[Location identification items]

^^^^^^^^

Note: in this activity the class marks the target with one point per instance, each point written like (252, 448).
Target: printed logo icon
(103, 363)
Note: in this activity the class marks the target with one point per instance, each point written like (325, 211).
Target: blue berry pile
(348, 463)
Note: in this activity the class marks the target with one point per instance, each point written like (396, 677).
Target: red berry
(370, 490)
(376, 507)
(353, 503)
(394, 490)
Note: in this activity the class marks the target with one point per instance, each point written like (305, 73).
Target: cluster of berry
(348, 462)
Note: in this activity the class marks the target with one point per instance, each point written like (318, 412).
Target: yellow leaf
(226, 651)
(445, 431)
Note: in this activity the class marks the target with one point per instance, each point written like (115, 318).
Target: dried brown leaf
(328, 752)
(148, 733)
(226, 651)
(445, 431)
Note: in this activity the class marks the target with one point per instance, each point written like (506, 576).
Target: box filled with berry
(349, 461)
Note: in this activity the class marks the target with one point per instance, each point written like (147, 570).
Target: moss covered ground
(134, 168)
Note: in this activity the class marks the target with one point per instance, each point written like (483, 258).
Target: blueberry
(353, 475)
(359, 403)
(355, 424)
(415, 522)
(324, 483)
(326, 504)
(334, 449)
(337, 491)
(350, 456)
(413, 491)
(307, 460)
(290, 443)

^^^^^^^^

• **WHAT THE TASK ASKS**: Extract, unchanged, the closing run of lines that opens with the line containing "like (506, 576)." and ends with the last line.

• **ANSWER IN FULL**:
Note: in this activity the class marks the target with one point per instance, each point written like (506, 576).
Target: box filled with berry
(349, 461)
Note: in this activity the class marks the target with one point per instance, each point written like (147, 570).
Target: moss covered ground
(134, 168)
Note: in this activity the class marks the target with one point per instance, each point written like (483, 258).
Target: blueberry
(353, 475)
(359, 403)
(355, 424)
(415, 522)
(324, 483)
(326, 504)
(334, 449)
(337, 491)
(350, 456)
(413, 491)
(307, 460)
(290, 443)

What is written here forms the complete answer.